— Provided data —
"""

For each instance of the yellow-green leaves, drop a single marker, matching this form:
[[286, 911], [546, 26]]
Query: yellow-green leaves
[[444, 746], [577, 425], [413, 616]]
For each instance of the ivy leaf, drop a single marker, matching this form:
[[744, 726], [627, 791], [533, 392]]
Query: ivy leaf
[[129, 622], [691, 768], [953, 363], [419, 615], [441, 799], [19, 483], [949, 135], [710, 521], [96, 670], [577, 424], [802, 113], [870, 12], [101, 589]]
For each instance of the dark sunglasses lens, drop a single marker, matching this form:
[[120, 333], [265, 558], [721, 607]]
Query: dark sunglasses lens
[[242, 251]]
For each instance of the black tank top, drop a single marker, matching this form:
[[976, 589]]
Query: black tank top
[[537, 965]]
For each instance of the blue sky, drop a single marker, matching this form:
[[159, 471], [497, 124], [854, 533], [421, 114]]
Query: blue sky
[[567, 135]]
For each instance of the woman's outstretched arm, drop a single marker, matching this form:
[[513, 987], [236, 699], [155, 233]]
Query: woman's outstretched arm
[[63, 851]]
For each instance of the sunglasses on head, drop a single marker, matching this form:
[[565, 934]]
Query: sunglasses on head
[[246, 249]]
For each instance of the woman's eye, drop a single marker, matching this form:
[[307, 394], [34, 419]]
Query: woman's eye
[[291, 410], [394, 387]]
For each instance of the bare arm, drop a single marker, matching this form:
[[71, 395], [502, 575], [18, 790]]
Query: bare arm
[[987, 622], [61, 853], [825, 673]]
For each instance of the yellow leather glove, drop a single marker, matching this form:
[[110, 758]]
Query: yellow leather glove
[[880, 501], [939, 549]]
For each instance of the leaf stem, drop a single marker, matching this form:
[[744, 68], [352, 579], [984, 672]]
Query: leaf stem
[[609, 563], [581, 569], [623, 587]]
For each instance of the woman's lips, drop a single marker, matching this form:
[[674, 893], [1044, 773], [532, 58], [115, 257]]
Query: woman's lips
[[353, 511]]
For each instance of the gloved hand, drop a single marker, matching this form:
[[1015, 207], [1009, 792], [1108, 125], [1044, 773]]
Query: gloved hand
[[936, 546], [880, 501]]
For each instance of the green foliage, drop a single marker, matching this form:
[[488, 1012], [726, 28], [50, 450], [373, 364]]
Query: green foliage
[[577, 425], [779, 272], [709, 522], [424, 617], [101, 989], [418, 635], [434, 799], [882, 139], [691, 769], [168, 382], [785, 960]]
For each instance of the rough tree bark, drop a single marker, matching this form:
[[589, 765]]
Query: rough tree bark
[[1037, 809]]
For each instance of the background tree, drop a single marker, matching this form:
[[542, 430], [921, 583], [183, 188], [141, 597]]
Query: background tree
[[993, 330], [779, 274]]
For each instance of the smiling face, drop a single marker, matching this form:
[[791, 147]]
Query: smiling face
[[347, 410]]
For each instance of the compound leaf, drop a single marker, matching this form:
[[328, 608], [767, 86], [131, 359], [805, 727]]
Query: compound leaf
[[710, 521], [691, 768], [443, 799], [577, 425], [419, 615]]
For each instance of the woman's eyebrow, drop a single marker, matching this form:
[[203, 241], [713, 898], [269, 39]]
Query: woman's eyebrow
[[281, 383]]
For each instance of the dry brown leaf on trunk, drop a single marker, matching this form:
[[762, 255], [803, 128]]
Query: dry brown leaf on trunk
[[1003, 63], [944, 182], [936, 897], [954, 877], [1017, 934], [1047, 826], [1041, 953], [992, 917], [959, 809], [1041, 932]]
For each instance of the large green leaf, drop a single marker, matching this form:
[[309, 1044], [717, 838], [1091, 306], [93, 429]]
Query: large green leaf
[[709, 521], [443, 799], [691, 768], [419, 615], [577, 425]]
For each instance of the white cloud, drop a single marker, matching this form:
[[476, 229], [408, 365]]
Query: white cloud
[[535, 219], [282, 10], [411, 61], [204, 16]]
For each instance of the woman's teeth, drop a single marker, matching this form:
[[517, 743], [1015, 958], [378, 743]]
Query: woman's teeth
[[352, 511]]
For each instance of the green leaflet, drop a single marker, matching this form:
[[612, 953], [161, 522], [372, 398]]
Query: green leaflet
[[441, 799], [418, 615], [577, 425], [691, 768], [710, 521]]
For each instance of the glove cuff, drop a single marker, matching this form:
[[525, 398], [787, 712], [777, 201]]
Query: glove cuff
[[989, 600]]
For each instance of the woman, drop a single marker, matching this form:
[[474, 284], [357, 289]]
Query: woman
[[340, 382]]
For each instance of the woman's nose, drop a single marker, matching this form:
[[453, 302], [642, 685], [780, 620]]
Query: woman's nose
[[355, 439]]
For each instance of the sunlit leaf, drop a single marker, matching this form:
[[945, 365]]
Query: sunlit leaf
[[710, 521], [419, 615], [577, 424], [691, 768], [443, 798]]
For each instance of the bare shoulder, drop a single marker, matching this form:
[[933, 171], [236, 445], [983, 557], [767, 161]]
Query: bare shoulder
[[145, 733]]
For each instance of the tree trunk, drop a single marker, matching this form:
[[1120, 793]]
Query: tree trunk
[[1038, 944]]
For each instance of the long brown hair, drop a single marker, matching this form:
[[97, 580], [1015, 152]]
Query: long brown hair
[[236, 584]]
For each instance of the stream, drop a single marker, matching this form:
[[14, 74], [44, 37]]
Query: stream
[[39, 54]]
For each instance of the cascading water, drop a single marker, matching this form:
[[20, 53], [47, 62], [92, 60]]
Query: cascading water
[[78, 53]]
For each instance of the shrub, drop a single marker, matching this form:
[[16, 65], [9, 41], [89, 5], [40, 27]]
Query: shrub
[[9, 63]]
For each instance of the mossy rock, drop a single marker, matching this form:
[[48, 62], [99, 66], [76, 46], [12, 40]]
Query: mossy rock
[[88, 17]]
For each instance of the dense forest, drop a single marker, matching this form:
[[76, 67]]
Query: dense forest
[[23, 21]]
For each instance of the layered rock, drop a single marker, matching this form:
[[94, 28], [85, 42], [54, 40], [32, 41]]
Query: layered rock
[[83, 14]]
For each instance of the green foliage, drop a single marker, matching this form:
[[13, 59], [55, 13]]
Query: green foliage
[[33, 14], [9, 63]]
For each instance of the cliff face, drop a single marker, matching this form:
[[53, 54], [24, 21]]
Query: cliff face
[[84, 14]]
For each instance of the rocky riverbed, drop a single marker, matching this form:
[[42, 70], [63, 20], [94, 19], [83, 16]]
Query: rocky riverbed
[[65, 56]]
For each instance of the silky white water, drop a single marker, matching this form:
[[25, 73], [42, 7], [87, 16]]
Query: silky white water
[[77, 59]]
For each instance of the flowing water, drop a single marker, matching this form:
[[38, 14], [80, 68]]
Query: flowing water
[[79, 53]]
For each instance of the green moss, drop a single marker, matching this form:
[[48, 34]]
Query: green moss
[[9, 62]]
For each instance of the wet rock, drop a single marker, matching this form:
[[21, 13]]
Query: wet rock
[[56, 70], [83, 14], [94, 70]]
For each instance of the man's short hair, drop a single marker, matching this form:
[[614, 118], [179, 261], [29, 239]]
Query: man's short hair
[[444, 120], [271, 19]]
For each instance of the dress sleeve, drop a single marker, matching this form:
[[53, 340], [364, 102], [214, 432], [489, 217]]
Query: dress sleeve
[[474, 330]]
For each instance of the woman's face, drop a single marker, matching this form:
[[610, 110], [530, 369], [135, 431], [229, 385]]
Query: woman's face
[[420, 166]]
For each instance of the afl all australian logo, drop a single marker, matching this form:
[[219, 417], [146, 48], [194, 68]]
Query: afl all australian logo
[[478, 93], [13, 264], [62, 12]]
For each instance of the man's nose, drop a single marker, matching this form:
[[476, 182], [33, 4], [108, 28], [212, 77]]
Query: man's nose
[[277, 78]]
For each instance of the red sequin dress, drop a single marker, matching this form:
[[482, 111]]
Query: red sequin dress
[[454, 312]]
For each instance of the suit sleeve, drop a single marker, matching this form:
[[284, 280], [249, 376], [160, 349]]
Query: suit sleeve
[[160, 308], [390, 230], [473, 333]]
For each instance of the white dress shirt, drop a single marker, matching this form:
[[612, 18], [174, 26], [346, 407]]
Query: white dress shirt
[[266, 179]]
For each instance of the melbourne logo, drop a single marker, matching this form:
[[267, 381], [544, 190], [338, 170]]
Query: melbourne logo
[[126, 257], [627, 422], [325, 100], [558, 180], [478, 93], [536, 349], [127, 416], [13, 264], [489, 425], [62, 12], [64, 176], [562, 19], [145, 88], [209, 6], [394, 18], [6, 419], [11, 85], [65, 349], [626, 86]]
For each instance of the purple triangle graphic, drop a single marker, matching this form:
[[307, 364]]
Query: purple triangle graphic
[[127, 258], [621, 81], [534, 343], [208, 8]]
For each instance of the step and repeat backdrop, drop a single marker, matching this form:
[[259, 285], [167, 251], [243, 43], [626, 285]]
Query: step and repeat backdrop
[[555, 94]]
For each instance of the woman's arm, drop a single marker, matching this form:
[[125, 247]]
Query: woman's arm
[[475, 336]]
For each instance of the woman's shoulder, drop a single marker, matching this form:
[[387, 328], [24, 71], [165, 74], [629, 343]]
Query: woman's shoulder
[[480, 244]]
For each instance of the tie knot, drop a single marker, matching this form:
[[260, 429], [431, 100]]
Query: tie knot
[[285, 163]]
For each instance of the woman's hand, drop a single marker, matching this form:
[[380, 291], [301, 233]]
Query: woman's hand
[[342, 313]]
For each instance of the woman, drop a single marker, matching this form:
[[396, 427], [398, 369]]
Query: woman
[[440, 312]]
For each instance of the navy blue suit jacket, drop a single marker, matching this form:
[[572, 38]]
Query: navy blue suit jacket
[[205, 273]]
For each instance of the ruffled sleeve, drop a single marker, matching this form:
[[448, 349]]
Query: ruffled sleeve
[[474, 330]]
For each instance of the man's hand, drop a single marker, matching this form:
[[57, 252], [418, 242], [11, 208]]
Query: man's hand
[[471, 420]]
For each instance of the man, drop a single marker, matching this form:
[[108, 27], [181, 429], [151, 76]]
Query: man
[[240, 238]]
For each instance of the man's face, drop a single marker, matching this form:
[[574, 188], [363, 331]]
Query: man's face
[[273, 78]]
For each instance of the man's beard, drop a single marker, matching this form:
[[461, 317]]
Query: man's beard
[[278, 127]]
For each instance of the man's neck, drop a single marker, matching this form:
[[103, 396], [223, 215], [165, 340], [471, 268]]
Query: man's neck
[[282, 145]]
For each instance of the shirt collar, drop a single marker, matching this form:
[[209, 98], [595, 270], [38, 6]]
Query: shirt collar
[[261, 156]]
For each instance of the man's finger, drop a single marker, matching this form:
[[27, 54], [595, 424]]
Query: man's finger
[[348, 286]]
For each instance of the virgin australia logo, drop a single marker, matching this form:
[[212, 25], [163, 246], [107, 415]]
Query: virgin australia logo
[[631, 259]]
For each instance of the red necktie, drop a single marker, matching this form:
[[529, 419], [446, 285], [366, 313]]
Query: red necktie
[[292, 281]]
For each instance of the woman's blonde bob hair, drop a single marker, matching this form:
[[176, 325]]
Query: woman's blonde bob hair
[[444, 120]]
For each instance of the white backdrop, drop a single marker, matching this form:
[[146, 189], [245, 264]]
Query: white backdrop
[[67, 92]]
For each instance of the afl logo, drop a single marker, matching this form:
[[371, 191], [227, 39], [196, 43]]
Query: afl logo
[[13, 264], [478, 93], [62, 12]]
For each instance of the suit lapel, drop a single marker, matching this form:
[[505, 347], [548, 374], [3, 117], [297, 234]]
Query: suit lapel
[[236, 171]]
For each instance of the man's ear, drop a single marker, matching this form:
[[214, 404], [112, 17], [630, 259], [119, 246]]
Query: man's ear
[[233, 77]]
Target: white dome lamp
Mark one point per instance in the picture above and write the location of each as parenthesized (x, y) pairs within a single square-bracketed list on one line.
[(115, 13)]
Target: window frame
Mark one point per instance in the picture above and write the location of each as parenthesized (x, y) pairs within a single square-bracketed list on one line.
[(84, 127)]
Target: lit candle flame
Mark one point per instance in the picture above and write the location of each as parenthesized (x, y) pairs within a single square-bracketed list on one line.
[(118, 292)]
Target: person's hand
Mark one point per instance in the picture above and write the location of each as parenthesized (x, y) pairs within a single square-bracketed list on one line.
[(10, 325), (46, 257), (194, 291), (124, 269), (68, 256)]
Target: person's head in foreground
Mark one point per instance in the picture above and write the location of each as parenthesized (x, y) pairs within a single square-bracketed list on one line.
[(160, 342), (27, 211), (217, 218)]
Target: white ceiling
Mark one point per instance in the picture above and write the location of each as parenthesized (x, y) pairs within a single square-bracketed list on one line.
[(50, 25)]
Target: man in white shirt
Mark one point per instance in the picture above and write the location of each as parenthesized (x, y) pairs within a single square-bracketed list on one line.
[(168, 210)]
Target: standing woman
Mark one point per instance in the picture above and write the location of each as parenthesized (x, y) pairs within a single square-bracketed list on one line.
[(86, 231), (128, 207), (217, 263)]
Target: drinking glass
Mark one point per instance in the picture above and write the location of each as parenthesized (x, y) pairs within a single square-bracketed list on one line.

"""

Read through the data and copy every line where "person" shows up.

Target: person's hand
Target: person's head in foreground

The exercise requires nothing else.